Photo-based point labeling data
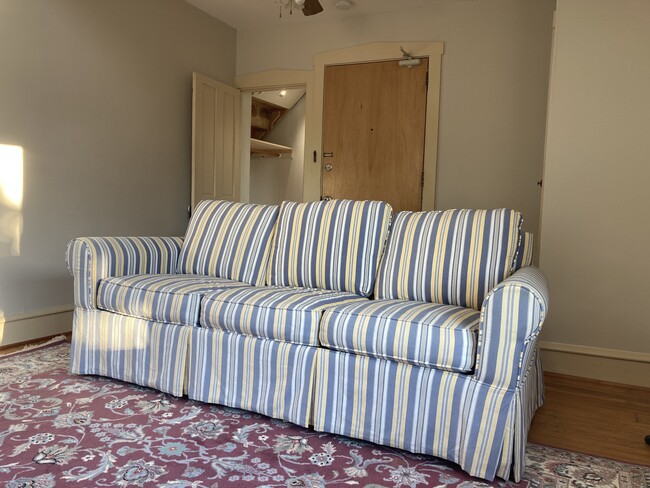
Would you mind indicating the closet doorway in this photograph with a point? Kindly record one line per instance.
(276, 134)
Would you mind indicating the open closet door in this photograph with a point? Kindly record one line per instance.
(215, 140)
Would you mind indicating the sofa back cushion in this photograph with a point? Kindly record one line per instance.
(525, 251)
(333, 245)
(228, 240)
(452, 257)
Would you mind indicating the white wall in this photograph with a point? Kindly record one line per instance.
(596, 209)
(274, 180)
(98, 93)
(493, 94)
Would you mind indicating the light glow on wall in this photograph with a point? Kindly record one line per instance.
(11, 199)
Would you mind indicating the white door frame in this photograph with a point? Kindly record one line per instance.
(274, 80)
(379, 51)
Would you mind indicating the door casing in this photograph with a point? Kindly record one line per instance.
(378, 51)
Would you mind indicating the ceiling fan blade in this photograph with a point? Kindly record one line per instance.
(312, 7)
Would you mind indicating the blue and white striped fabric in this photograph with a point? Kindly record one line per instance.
(273, 378)
(525, 251)
(284, 314)
(511, 318)
(173, 299)
(478, 421)
(229, 240)
(333, 245)
(130, 349)
(424, 334)
(91, 259)
(454, 257)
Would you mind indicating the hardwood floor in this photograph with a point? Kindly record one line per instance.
(594, 417)
(19, 346)
(603, 419)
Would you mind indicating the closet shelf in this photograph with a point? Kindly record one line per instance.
(264, 149)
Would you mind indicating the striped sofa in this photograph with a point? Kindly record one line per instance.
(414, 330)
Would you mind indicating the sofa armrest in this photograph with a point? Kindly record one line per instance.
(511, 319)
(91, 259)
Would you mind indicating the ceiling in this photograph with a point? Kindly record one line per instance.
(241, 14)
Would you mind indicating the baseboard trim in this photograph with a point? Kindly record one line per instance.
(613, 365)
(639, 357)
(37, 324)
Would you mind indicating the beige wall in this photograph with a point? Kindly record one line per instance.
(98, 93)
(596, 209)
(493, 94)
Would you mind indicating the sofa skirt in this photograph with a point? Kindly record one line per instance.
(423, 410)
(270, 377)
(140, 351)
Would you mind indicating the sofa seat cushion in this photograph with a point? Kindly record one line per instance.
(280, 313)
(423, 334)
(168, 298)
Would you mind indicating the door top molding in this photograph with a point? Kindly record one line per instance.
(377, 51)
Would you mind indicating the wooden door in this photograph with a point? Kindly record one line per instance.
(215, 140)
(373, 133)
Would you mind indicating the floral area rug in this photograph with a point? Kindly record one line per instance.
(58, 429)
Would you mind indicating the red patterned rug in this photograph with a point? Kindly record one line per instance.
(58, 429)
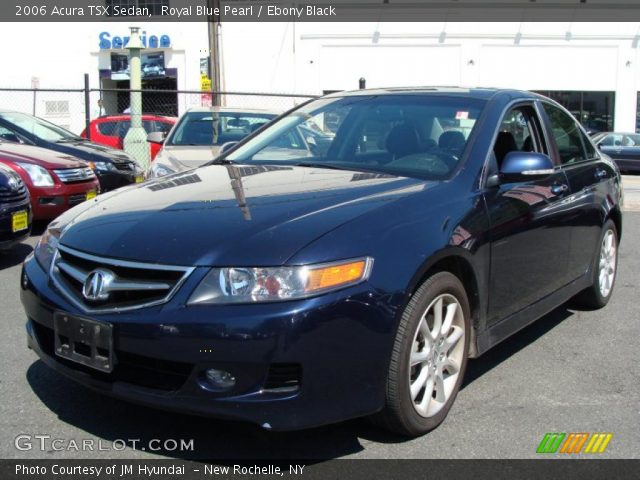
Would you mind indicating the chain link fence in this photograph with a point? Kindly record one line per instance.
(70, 108)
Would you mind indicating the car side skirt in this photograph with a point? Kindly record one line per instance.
(519, 320)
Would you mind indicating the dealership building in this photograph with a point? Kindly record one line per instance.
(591, 68)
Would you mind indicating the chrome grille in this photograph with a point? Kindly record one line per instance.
(77, 199)
(73, 175)
(131, 285)
(125, 166)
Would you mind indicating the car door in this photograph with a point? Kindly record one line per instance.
(529, 233)
(588, 175)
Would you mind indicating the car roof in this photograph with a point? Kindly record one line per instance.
(234, 110)
(126, 116)
(474, 92)
(616, 133)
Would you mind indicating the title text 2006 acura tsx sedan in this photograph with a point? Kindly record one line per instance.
(294, 289)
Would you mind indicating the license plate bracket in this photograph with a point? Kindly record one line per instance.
(83, 340)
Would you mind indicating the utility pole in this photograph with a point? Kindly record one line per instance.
(135, 141)
(214, 50)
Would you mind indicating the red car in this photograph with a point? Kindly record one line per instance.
(110, 129)
(56, 181)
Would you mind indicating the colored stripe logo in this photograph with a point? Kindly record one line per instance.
(574, 443)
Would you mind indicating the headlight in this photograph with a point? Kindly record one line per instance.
(102, 166)
(47, 247)
(158, 170)
(39, 176)
(250, 285)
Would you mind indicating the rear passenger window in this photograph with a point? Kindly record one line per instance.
(107, 128)
(567, 134)
(519, 132)
(588, 146)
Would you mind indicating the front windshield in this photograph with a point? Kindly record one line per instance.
(419, 135)
(216, 128)
(39, 127)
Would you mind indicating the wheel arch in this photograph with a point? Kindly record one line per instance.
(459, 263)
(615, 214)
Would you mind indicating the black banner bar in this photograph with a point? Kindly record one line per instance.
(320, 11)
(335, 469)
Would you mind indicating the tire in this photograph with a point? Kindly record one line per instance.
(439, 363)
(595, 296)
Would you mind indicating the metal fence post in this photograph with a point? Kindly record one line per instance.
(87, 106)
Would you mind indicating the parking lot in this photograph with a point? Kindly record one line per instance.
(572, 371)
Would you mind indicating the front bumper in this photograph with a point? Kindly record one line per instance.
(8, 237)
(50, 202)
(337, 345)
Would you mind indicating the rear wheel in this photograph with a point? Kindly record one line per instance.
(605, 267)
(429, 357)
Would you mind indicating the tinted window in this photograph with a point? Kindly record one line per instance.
(162, 126)
(410, 135)
(107, 128)
(567, 134)
(125, 125)
(216, 128)
(588, 145)
(39, 127)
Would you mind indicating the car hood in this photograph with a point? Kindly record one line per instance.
(92, 151)
(38, 156)
(181, 158)
(228, 215)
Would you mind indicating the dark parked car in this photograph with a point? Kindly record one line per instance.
(114, 168)
(623, 148)
(298, 292)
(15, 209)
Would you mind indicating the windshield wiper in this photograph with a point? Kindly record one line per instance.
(320, 165)
(221, 161)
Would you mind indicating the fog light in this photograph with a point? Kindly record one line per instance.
(218, 380)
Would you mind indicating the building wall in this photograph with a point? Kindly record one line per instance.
(315, 57)
(310, 58)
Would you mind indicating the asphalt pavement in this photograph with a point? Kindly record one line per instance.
(571, 371)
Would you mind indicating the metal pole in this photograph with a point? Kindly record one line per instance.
(87, 106)
(135, 141)
(214, 51)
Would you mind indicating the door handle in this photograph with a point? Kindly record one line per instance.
(559, 188)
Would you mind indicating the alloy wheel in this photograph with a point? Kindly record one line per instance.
(436, 355)
(607, 265)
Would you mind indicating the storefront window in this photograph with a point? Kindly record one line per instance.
(594, 110)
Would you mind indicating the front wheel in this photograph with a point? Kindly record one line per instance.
(429, 357)
(605, 266)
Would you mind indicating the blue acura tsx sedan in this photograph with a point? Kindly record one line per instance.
(293, 285)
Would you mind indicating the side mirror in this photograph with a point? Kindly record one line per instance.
(156, 137)
(524, 166)
(227, 146)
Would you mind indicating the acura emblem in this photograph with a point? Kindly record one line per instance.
(96, 286)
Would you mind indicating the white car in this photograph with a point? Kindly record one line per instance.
(200, 134)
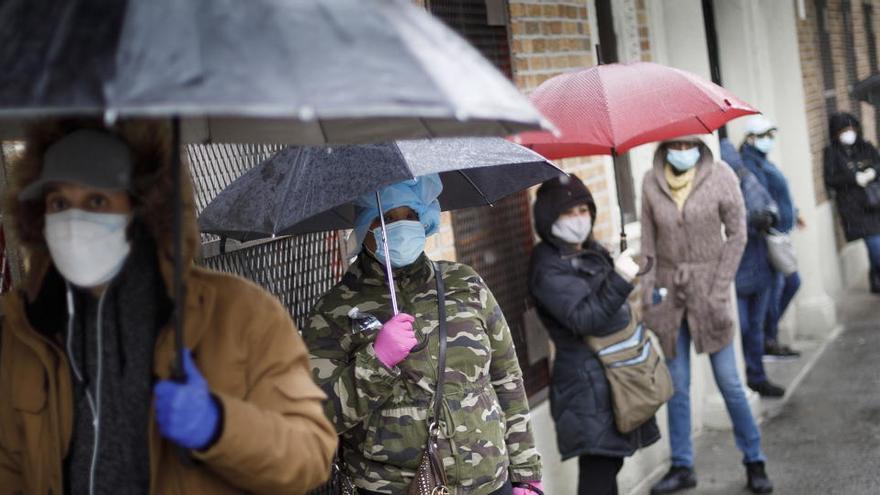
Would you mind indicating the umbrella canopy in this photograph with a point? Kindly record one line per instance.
(868, 89)
(309, 189)
(609, 109)
(296, 72)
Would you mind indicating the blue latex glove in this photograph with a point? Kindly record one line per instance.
(186, 412)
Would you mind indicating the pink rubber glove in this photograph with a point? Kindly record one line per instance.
(526, 491)
(395, 340)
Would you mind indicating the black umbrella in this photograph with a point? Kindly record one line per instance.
(868, 90)
(296, 72)
(308, 189)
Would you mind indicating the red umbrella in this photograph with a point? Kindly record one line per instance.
(609, 109)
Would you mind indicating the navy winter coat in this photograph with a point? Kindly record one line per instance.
(580, 294)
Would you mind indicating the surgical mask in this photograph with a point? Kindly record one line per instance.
(573, 229)
(683, 160)
(848, 138)
(406, 241)
(765, 144)
(88, 248)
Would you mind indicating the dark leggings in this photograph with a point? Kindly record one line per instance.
(504, 490)
(598, 474)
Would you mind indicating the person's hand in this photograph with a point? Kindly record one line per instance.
(395, 340)
(625, 266)
(186, 412)
(864, 177)
(520, 490)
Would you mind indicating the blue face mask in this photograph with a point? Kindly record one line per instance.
(406, 241)
(683, 160)
(765, 144)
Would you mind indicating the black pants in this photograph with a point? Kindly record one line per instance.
(598, 474)
(504, 490)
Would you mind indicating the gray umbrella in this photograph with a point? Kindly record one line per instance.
(294, 72)
(308, 189)
(261, 71)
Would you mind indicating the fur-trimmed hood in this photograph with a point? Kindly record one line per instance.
(151, 192)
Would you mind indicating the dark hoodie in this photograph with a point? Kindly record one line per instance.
(578, 293)
(841, 163)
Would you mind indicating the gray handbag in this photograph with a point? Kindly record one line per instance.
(781, 252)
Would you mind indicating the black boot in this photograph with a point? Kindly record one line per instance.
(678, 478)
(758, 480)
(874, 278)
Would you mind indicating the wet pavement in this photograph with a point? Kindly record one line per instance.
(824, 436)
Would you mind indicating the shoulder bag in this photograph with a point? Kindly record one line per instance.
(640, 382)
(430, 476)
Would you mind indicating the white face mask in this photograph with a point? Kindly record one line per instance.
(848, 138)
(88, 248)
(573, 229)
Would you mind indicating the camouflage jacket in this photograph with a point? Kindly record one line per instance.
(382, 414)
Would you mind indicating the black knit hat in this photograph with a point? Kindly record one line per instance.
(554, 197)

• [EXERCISE DIRECTIONS]: Reproduce only the lines between the line containing "Would you mind indicating the black boot" and the last line of the records, those two lines included, exactly.

• [EXPECTED OUTPUT]:
Would you mind indicating the black boot in this photograph with a point? Kindly record one line per instance.
(678, 478)
(758, 480)
(874, 278)
Would you mind indicating the wet pavement in this photograph with a point? Kindly record one line per instance.
(824, 436)
Would you mind indicating the shoulder bag in this photograph with a point? Kindly record one line per instance.
(640, 382)
(430, 476)
Would you mind indicating the white face mask in this photograph with a point? Kindly record one line per instance.
(848, 138)
(88, 248)
(573, 229)
Would you mind indicating the camouflage jacket in this photograph with a point? Kindly record one line per instance.
(382, 414)
Would you mind indicating the black knit hat in this photograph with a point? Kindly record one line per instance.
(554, 197)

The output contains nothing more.